# WHAT IS REQUIRED
Output every line of the entries below as a Markdown table with the columns Row and Line, numbering the rows in order and skipping blank lines. Leave the pictures out of the table.

# DATA FOR THIS EXERCISE

====

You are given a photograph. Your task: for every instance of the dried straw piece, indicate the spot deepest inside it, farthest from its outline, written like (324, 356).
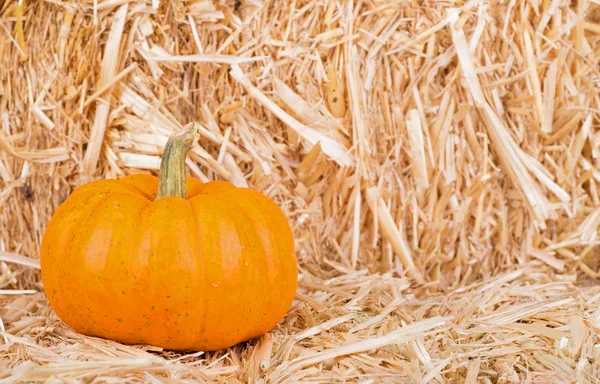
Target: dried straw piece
(451, 159)
(110, 63)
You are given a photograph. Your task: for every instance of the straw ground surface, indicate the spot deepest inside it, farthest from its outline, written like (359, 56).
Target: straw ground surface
(439, 163)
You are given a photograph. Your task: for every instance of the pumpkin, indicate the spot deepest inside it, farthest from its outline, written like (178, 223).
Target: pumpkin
(169, 261)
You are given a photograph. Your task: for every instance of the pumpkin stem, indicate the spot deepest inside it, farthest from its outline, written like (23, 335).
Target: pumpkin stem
(171, 181)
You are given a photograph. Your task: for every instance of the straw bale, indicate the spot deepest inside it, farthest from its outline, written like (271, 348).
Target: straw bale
(439, 163)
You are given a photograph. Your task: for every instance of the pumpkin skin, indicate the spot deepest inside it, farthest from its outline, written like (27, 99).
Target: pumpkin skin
(203, 272)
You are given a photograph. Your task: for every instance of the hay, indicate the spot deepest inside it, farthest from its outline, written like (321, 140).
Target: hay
(439, 163)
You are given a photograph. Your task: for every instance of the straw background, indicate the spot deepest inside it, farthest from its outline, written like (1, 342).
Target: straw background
(439, 163)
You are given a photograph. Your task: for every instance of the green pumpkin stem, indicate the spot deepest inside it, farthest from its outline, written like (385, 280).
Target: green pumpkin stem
(171, 181)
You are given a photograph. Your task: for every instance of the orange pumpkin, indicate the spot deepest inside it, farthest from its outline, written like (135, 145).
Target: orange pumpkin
(170, 262)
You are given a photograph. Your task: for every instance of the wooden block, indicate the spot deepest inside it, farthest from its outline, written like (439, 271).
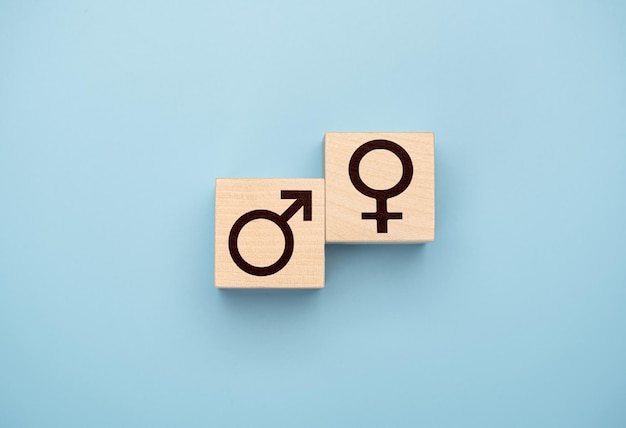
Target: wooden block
(380, 187)
(269, 233)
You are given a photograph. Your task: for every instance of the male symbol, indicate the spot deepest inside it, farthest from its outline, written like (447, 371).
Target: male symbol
(303, 199)
(381, 215)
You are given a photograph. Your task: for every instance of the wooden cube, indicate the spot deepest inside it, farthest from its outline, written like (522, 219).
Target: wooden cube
(380, 187)
(269, 233)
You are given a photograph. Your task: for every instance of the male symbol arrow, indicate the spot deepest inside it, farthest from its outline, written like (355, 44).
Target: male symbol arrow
(302, 199)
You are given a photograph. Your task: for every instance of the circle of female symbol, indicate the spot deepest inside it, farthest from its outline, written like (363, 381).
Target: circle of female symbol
(382, 216)
(303, 200)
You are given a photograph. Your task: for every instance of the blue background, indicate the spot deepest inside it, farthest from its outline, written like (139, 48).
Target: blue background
(116, 118)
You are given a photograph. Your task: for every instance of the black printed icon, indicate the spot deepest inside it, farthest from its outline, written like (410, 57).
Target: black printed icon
(381, 215)
(303, 199)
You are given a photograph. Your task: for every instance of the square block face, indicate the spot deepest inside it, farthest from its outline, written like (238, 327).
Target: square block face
(269, 233)
(380, 187)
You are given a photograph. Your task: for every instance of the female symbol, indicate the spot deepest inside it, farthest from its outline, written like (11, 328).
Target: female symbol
(381, 215)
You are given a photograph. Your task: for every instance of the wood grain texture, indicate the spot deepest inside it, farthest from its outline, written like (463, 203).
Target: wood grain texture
(379, 169)
(260, 241)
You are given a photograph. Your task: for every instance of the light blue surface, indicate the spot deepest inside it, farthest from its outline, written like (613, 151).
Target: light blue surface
(116, 118)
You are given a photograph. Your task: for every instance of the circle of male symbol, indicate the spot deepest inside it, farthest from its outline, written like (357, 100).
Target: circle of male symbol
(382, 216)
(303, 199)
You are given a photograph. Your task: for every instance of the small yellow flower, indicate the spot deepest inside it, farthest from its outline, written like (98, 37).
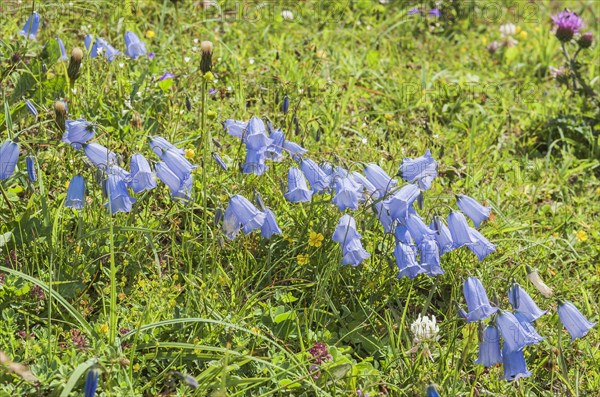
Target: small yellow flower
(302, 259)
(581, 235)
(315, 239)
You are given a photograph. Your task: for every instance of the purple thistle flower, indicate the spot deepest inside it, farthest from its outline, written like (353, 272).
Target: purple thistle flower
(566, 24)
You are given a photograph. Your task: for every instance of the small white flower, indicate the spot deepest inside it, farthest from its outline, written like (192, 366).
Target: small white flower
(425, 329)
(508, 29)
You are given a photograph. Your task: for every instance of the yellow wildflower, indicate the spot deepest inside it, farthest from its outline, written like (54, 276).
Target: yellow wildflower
(302, 259)
(315, 239)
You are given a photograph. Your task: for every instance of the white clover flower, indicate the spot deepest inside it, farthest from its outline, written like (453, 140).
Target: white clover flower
(508, 29)
(425, 329)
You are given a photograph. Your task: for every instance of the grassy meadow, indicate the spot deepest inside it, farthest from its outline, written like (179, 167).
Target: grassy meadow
(158, 301)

====

# ANSWER TO THE EXERCISE
| Row | Line |
|---|---|
| 1 | You are given a photograph. Your task: for every instance of the dried straw piece, indicate the spot deepest inside it, farthest from its outline, written like (324, 356). |
| 2 | Target: dried straw piece |
| 3 | (451, 159) |
| 4 | (110, 63) |
| 5 | You are given a photograph. Your task: for every instance of the straw ground surface, indicate the spot deepest inside it, farthest from its outline, written like (359, 56). |
| 6 | Target: straw ground surface |
| 7 | (439, 163) |
| 8 | You are given a photograph. Your task: for every instance of the pumpkin, indicate the spot deepest inside it, farthest from its outline, written like (178, 223). |
| 9 | Target: pumpkin |
| 10 | (169, 261) |
| 11 | You are given a photograph. Your task: for every instance of the pumpkin stem, indicate the spot deepest inside it, farthest from its outline, written like (23, 335). |
| 12 | Target: pumpkin stem |
| 13 | (171, 181) |
| 14 | You are given a photograph. Your task: for every instance of the straw bale, indicate the spot deepest inside it, farthest from its outline, written like (271, 348). |
| 15 | Target: straw bale |
| 16 | (439, 163) |
| 17 | You are given a photograph. Your task: for every instance of the pumpkin skin, indicate the spot deepest inside it, farthest from its outline, written like (27, 99). |
| 18 | Target: pumpkin skin |
| 19 | (203, 272) |
| 20 | You are given a photograph. Your task: for every instance of the hay, indicate the spot deepest inside it, farthest from its outline, written like (321, 140). |
| 21 | Target: hay |
| 22 | (439, 163) |
| 23 | You are given a photograph. Your task: for every instance of the straw background, indicate the spot deepest inside it, farthest from its outline, written like (1, 342). |
| 24 | Target: straw background |
| 25 | (439, 163) |
| 26 | You are given a photograph. Your task: for every instance of the green pumpkin stem, indicate the spot deepest inside it, farthest from its outline, written like (385, 280). |
| 27 | Target: green pumpkin stem |
| 28 | (171, 181) |
| 29 | You are given a photograph. Your task: for every instance of the orange pumpkin, indicate the spot deepest inside it, farthest from its outline, written like (135, 145). |
| 30 | Target: orange pumpkin |
| 31 | (170, 262) |
| 32 | You are given a photograph. Your task: for every instance of the wooden block, indicate the spot deepest inside it, farthest from its outline, written like (439, 271). |
| 33 | Target: wooden block |
| 34 | (380, 187) |
| 35 | (269, 233) |
| 36 | You are given a photograph. Your task: for every instance of the male symbol, indicate the spot deepest inside it, farthest from its outline, written like (447, 371). |
| 37 | Target: male symbol |
| 38 | (303, 199) |
| 39 | (381, 215) |
| 40 | You are given a photograph. Your task: for every instance of the wooden cube, indicate the spot deepest inside it, farthest from its outline, written like (522, 219). |
| 41 | Target: wooden cube |
| 42 | (380, 187) |
| 43 | (269, 233) |
| 44 | You are given a photograph. Your task: for every instance of the male symbol arrow, indicate the spot deepest inside it, farthest from its outline, written like (355, 44). |
| 45 | Target: male symbol arrow |
| 46 | (302, 199) |
| 47 | You are given a photograph. Your task: for every instance of the circle of female symbol, indicate the spot deepest inside it, farthest from its outline, written like (363, 381). |
| 48 | Target: circle of female symbol |
| 49 | (382, 216) |
| 50 | (303, 200) |
| 51 | You are given a photograph. Your task: for every instance of the blue background, indicate the spot deepest inside it, farthest from its outline, written like (139, 48). |
| 52 | Target: blue background |
| 53 | (116, 118) |
| 54 | You are given a photograph. Your task: for every instance of the black printed icon, indicate the spot deepest inside it, farthest from its outline, written like (410, 57). |
| 55 | Target: black printed icon |
| 56 | (381, 215) |
| 57 | (303, 199) |
| 58 | You are given a photograph. Your task: for every instance of the square block face, indicate the spot deepest inside it, farthest from its outline, written like (238, 327). |
| 59 | Target: square block face |
| 60 | (269, 233) |
| 61 | (380, 187) |
| 62 | You are given a photograph. Your task: for every instance of the female symbol, indicate the spot deepest inside it, farthest from its outline, written like (11, 328). |
| 63 | Target: female symbol |
| 64 | (381, 215) |
| 65 | You are given a photograph. Your task: for every instance of the wood grain texture, indicate the spot deepest inside it, farthest from its outline, written like (463, 203). |
| 66 | Target: wood grain texture |
| 67 | (379, 169) |
| 68 | (260, 241) |
| 69 | You are given a photograph. Your task: for every instance of the light blue surface, indicate the spot deepest inside it, farthest from its outline, written like (613, 151). |
| 70 | Target: light blue surface |
| 71 | (116, 118) |
| 72 | You are given a photograph. Your task: for every instance of the circle of male symbol, indicate the spot deepest inside it, farthest from its outline, written like (357, 100). |
| 73 | Target: circle of male symbol |
| 74 | (382, 216) |
| 75 | (303, 199) |
| 76 | You are given a photograph. Your task: for every instance of the small yellow flower, indicate the spot deepest inside it, farthest from its outline, written like (98, 37). |
| 77 | Target: small yellow flower |
| 78 | (302, 259) |
| 79 | (581, 235) |
| 80 | (315, 239) |
| 81 | You are given a photograph. Your task: for every instance of the purple thistle flower, indicate the spot deepest inside it, farthest from its outline, written like (353, 272). |
| 82 | Target: purple thistle flower |
| 83 | (566, 24) |
| 84 | You are given a photograph. Your task: for every instance of the small white flower, indicate the spot deepest inside it, farthest from its outline, written like (192, 366). |
| 85 | Target: small white flower |
| 86 | (425, 329) |
| 87 | (508, 29) |
| 88 | You are given a photograph. Your task: for every instance of the yellow wildflower, indicate the spot deepest inside it, farthest from its outline, written like (54, 276). |
| 89 | Target: yellow wildflower |
| 90 | (302, 259) |
| 91 | (315, 239) |
| 92 | You are given a photograph. Your task: for every instance of the white clover flower, indicate the spot deepest inside it, farthest from its outline, written like (453, 140). |
| 93 | Target: white clover flower |
| 94 | (508, 29) |
| 95 | (425, 329) |
| 96 | You are given a photograph. Your task: for every instance of the grassy meadow, indicate the spot deepest inside it, farthest from its outline, written like (179, 167). |
| 97 | Target: grassy meadow |
| 98 | (158, 301) |